• **To be done**:
Please copy every item below word for word, keeping each line and character unchanged.

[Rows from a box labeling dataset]
━━━━━━
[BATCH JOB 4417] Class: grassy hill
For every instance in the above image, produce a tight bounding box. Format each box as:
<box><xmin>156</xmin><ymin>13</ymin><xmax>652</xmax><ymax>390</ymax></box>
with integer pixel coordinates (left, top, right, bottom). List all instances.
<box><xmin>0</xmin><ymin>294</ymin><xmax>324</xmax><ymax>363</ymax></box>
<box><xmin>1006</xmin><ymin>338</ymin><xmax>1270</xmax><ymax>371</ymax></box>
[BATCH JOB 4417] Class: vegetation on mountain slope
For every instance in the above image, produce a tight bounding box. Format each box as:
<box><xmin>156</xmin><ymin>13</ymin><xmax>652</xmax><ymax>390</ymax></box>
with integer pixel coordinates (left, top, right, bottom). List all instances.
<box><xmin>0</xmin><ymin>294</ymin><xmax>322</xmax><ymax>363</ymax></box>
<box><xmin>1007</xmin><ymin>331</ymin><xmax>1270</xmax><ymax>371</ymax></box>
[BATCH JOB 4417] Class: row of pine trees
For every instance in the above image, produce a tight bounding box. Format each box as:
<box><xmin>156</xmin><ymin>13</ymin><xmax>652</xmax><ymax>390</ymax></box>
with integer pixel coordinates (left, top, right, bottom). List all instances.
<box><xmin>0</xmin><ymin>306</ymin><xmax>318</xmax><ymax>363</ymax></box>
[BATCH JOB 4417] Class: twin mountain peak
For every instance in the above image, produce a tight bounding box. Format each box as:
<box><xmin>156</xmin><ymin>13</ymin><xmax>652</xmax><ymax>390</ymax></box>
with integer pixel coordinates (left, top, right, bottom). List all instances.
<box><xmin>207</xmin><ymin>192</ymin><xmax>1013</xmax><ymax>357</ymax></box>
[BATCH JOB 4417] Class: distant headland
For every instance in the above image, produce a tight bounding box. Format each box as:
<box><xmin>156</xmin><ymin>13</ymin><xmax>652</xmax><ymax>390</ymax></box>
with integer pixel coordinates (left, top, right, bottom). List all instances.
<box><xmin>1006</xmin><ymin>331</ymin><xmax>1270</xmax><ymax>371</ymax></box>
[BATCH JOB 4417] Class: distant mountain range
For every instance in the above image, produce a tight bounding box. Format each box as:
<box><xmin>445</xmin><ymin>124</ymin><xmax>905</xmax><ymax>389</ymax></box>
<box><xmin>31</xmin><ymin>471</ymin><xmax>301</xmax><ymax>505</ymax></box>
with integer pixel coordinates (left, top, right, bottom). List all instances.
━━━━━━
• **Complete answer**:
[BATCH JOB 4417] Class: grassy hill
For every instance in the above image, produce a tight bounding box. Format each box as:
<box><xmin>156</xmin><ymin>13</ymin><xmax>652</xmax><ymax>390</ymax></box>
with integer pixel coordinates (left, top, right, bottom). List all instances.
<box><xmin>0</xmin><ymin>294</ymin><xmax>324</xmax><ymax>363</ymax></box>
<box><xmin>1006</xmin><ymin>338</ymin><xmax>1270</xmax><ymax>371</ymax></box>
[BATCH JOB 4417] Class: vegetation on mountain slope
For every instance in the above image, produce a tight bounding box. Format each box as:
<box><xmin>156</xmin><ymin>13</ymin><xmax>652</xmax><ymax>390</ymax></box>
with integer pixel coordinates (left, top, right, bottom). List all instances.
<box><xmin>0</xmin><ymin>294</ymin><xmax>322</xmax><ymax>363</ymax></box>
<box><xmin>1007</xmin><ymin>331</ymin><xmax>1270</xmax><ymax>371</ymax></box>
[BATCH JOB 4417] Class: row of pine trees
For every instance in the above image, produce a tight bounding box. Format each box as:
<box><xmin>156</xmin><ymin>13</ymin><xmax>652</xmax><ymax>390</ymax></box>
with integer pixel coordinates (left, top, right, bottom). List all instances.
<box><xmin>0</xmin><ymin>306</ymin><xmax>318</xmax><ymax>363</ymax></box>
[BATCH JOB 4417] Class: twin mountain peak
For every instance in the above image, produce a tight bounding box. Format each box as:
<box><xmin>156</xmin><ymin>13</ymin><xmax>652</xmax><ymax>390</ymax></box>
with integer pixel coordinates (left, top, right, bottom). List all instances.
<box><xmin>207</xmin><ymin>192</ymin><xmax>1013</xmax><ymax>357</ymax></box>
[BATCH JOB 4417] Class: distant headland
For every instance in the above image, produce a tight bounding box. Format each box as:
<box><xmin>156</xmin><ymin>13</ymin><xmax>652</xmax><ymax>390</ymax></box>
with integer pixel coordinates (left, top, right, bottom). List all instances.
<box><xmin>1006</xmin><ymin>331</ymin><xmax>1270</xmax><ymax>371</ymax></box>
[BATCH JOB 4417] Class: distant mountain range
For every instance in the above image, produce a tight bounding box. Format each box as:
<box><xmin>445</xmin><ymin>124</ymin><xmax>905</xmax><ymax>389</ymax></box>
<box><xmin>31</xmin><ymin>471</ymin><xmax>301</xmax><ymax>505</ymax></box>
with integer pixel coordinates (left, top, right, bottom). List all instances.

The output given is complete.